§ **TASK DESCRIPTION**:
Copy each of the following items verbatim, line for line.

Entries from a point annotation set
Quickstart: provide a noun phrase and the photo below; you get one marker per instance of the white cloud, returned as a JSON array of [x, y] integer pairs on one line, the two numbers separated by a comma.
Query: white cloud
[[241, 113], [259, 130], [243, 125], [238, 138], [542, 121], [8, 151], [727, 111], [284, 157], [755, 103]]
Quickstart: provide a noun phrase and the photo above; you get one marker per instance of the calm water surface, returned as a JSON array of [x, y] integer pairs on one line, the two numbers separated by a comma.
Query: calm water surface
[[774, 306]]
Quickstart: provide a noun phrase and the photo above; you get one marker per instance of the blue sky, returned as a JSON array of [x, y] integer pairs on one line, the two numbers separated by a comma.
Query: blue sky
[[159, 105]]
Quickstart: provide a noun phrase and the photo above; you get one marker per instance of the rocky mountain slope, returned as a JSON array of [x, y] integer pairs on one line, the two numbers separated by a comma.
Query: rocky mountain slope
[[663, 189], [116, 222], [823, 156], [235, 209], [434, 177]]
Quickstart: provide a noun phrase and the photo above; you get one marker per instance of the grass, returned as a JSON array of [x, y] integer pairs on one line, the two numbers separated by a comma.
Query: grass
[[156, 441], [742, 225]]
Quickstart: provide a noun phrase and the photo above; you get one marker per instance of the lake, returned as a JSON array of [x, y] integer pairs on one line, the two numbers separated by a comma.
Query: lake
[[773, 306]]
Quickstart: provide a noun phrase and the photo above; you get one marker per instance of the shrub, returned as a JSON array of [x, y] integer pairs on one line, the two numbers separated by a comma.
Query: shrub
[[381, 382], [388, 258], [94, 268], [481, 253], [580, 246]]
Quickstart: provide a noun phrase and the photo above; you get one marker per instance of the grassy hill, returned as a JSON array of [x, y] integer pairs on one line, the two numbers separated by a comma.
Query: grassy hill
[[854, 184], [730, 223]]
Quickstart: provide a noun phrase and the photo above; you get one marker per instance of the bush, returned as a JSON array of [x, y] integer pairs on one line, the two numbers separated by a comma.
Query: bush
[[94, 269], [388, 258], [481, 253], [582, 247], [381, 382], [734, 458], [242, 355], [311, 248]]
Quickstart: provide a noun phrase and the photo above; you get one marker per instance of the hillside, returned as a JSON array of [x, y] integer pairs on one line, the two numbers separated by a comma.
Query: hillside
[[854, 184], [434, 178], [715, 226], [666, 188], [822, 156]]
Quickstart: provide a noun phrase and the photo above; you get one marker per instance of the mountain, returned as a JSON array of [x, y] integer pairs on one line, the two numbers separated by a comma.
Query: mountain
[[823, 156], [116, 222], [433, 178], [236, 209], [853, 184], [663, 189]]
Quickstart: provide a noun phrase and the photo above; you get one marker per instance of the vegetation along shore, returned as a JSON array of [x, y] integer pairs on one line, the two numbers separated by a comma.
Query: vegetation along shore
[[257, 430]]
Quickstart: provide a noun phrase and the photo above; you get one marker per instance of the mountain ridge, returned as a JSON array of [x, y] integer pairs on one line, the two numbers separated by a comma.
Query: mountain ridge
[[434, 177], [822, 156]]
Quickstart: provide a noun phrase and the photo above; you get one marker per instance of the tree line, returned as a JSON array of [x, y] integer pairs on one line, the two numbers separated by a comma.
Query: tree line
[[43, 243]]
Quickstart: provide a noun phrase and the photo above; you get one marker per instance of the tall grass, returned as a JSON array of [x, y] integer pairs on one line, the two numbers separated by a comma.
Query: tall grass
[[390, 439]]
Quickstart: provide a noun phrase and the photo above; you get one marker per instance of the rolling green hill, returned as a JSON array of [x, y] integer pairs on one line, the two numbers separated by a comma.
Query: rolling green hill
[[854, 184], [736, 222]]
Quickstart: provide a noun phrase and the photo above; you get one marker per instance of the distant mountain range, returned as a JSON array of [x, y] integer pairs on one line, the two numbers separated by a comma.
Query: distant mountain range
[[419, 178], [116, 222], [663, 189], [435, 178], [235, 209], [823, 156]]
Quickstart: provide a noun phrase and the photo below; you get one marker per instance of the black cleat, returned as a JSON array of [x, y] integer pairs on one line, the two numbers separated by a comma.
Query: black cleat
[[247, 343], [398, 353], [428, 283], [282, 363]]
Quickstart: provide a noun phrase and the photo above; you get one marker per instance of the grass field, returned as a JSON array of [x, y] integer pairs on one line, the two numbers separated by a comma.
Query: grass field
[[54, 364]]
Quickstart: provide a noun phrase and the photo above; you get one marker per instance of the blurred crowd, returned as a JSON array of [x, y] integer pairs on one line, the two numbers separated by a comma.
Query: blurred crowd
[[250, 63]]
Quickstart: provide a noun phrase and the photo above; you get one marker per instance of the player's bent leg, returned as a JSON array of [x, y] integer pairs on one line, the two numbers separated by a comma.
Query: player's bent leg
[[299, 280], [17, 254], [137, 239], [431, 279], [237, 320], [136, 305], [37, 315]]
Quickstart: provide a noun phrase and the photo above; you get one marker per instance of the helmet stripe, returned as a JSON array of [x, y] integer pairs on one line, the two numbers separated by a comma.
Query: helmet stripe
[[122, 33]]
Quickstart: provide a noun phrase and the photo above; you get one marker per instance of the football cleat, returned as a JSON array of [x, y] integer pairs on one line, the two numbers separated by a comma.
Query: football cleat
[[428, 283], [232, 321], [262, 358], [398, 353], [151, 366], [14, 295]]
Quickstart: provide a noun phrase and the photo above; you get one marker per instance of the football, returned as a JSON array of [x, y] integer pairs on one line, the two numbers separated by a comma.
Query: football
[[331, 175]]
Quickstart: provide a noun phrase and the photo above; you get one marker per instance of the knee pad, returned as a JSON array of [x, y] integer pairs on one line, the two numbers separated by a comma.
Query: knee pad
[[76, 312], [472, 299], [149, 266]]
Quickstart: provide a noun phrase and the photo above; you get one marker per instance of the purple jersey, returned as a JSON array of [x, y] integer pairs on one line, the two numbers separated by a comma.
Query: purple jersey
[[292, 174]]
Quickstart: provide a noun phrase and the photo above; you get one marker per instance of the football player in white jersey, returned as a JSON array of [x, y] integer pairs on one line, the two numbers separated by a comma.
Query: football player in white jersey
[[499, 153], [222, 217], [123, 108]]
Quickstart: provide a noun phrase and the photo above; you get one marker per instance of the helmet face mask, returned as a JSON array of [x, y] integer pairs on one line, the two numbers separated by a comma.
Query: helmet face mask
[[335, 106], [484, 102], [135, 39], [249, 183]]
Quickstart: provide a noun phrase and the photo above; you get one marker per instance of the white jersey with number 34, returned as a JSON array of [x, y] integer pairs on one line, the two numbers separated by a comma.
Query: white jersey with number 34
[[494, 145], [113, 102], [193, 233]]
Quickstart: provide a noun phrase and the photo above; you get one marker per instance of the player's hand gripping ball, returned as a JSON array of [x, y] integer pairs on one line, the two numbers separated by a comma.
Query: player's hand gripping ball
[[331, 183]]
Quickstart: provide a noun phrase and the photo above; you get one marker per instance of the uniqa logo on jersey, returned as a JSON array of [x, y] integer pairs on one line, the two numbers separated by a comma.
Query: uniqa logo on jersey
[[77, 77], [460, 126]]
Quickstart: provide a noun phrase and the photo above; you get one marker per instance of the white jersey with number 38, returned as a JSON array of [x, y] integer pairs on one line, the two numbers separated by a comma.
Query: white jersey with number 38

§ **COMPLETE RESPONSE**:
Quickstart: provide a noun phrase and the photo below; you get one marker per instance of the white cloud, returned as a JSON array of [x, y] integer pairs on one line, the two numbers separated by a comma.
Query: white cloud
[[241, 113], [259, 130], [243, 125], [238, 138], [542, 121], [8, 151], [727, 111], [284, 157], [755, 103]]
Quickstart: provide a noun phrase and the photo above; you get one marker per instance of the calm water surface, returned as a JSON array of [x, y] integer pairs on one line, the two numbers separated by a comma.
Query: calm water surface
[[774, 306]]
Quickstart: provide a noun phrase and the photo above; you get one marker per instance of the blue sky, returned as a JSON array of [x, y] integer pairs on one line, the two numbers separated by a comma.
Query: blue sky
[[159, 105]]
Quickstart: provide a noun phrase and the photo above; you get one marker per instance of the rocky mountain slope, returned as a JSON array of [x, y] integer pairs on one line, the two numbers separated by a comma.
Query: rocky mountain slope
[[663, 189], [116, 222], [823, 156], [235, 209], [434, 177]]
Quickstart: provide a noun phrase and the photo above; you get one marker per instance of the grass, returned as a JSON array of [x, y] integer pairs on one line, the two numbers separated by a comma.
Query: grass
[[156, 441], [742, 225]]
Quickstart: provide a noun phrase and the photo above; you get one marker per instance of the lake, returned as a JSON array of [x, y] integer pairs on one line, the two numbers separated by a comma.
Query: lake
[[773, 306]]
Quickstart: provide a noun phrase and the photo above; you get one marker per instance of the shrub, returned as a JSON array of [x, y] integer pairs on one line, the two numbers separated by a comma.
Query: shrub
[[381, 382], [388, 258], [94, 268], [481, 253], [580, 246]]
Quickstart: provide a noun phrase and the photo above; you get one marker per instance of the grassy hill, returned as a JSON array of [x, y] integer pairs on one line, the two numbers separated by a comma.
Query: grassy hill
[[854, 184], [730, 223]]
Quickstart: provide a noun phrase and the photo above; you get one marker per instance of the bush, returned as a JSON array of [x, y] integer pairs on one line, the two numbers separated by a comma.
Query: bush
[[94, 269], [388, 258], [481, 253], [582, 247], [381, 382], [734, 458], [242, 355], [311, 248]]
Quickstart: provide a noun phrase and the photo above; you get one marker per instance of the hillside, returned as a JSON array of [x, y] integer pairs on one line, the two numbers separated by a comma.
Query: hillside
[[854, 184], [434, 178], [715, 226], [666, 188], [822, 156]]
Quickstart: provide a noun phrase and the photo above; you get one marker per instance of the mountain, returned as a JSON array of [x, y] integer pairs on one line, the two numbers separated by a comma.
Query: mountain
[[823, 156], [116, 222], [433, 178], [236, 209], [853, 184], [663, 189]]
Quickstart: provide a noun phrase and the photo above; you get one marker per instance of the vegetation along shore, returned as a JSON array of [x, y] integer pairs on one line, the two numbers separated by a comma.
Query: vegetation along shore
[[257, 430]]
Quickstart: provide a noun phrase and the photo above; you get one marker per instance of the mountain ridge, returned as a JSON array of [x, y] integer pairs on one line, the two numbers separated by a comma.
Query: mountain ridge
[[434, 177], [822, 156]]
Quickstart: provide a noun phrase and the photo above; you get one marker per instance of the tree line, returned as a JSON array of [x, y] integer pairs on one line, the two numbers separated by a comma.
Query: tree line
[[43, 243]]
Quickstart: provide a noun phrase and the photo above; you get one marker per instance of the tall grass, returned as a JSON array of [x, y] integer pairs on one line, the two numbers separated by a comma.
Query: tall grass
[[390, 439]]
Quickstart: provide a noun phrase and the photo above; you get one marker per instance of the rolling green hill, returned as a JSON array of [x, y] integer pairs on one line, the two numbers separated by a comma.
Query: rolling green hill
[[854, 184], [736, 222]]
Quickstart: provide a noun phrase and the photo above; you get one marker per instance of the distant mountain range, returned as a JSON array of [x, y] integer pairs on one line, the two numbers separated by a comma.
Query: distant mountain range
[[419, 178], [116, 222], [663, 189], [435, 178], [235, 209], [823, 156]]
Quickstart: provide a noun phrase and the photo below; you get one marker per instance of the black cleat, returned as a JSON array of [x, y] integer pairs on one line, the two numbers separated by a comma.
Query: black cleat
[[247, 343], [398, 353], [428, 283], [282, 363]]
Quickstart: provide a noun phrase and the photo above; you get one marker per instance of the grass field, returned as a JSON array of [x, y] integer pairs on one line, the two numbers separated by a comma.
Query: grass field
[[54, 364]]
Quickstart: provide a noun phrase and the photo above; you get one marker per instance of the blurred crowd, returned as a JSON array of [x, y] integer pairs on one line, the two numbers separated by a comma.
Query: blurred crowd
[[250, 63]]
Quickstart: provide a noun phrase and the photo above; you get one marker per instance of the player's bent leg, returned as a JSON array of [x, y] integer pairs on one line, the two numbers separated by a comma.
Query: player's bent leg
[[299, 280], [17, 254], [137, 239], [431, 279], [237, 320], [136, 305], [37, 315]]
Quickstart: provide a noun phrase and the photo above; you get one marker per instance of the helmet stripe, returned as a JSON array of [x, y] integer pairs on one line, the two numbers separated by a comma.
Query: helmet stripe
[[122, 33]]
Quickstart: provide a noun phrase and the photo above; you get one marker per instance of the football cleat, returned as a JSON array of [x, y] integer pairs on one line, the two numbers separated by a comma.
Query: football cleat
[[428, 283], [232, 321], [262, 358], [398, 353], [151, 366], [14, 295]]
Quickstart: provide a noun phrase and the photo above; you get one marker per instance of the football, returned as a JSON array of [x, y] integer pairs on one line, the two numbers separated by a comma.
Query: football
[[331, 175]]
Quickstart: provide a noun phrase and the photo above; you get one marker per instance of the knee pad, returned as a JSON array of [x, y] integer pairs on one line, the two numbers separated by a comma.
Query: knee pad
[[76, 312], [472, 299], [149, 266]]
Quickstart: provide a noun phrase and the photo above; you get one marker per instance of the purple jersey, returned as a JSON array of [x, y] integer pairs on one line, the two numbers separated by a comma.
Query: purple jersey
[[292, 174]]
Quickstart: provide a noun phrase and the photo above; you get one marker per instance of the football player in white jersey, returned as a JSON array of [x, y] integer pairs on one line, the two numbers separated by a comma.
Query: football player in white jersey
[[499, 153], [222, 217], [123, 108]]
Quickstart: provide a noun phrase and the photo above; you get one marker per instance of the helmet face mask, returned as a JSON array of [x, y] integer pairs on one line, the two numbers separated by a comma.
Query: helmet face mask
[[335, 106], [484, 102], [135, 39], [249, 183]]
Quickstart: provide a noun phrase and the photo above; you get one marker per instance of the white jersey with number 34, returned as a JSON array of [x, y] integer pairs on one line, the two numbers separated by a comma.
Query: white jersey with number 34
[[494, 145], [113, 102], [193, 233]]
Quickstart: provide a noun phrase and the photo above; you get one marker per instance of the player's hand gripping ball, returned as a JSON array of [x, y] integer pairs on one line, the two numbers separated by a comma.
Query: player's hand gripping ball
[[331, 183]]
Quickstart: provide a noun phrase and the photo above; you get one marker per instance of the uniqa logo on jersey, returned as a JSON array of [x, y] integer pairs on one line, the two numbers separated by a comma.
Query: uniqa logo on jersey
[[77, 77], [460, 126]]
Quickstart: provide a noun phrase and the photo above; you get one marker per instance of the white jersey with number 38, returned as a JSON array of [x, y] integer pairs on one line, the two numbers separated by a comma.
Query: white jersey with number 38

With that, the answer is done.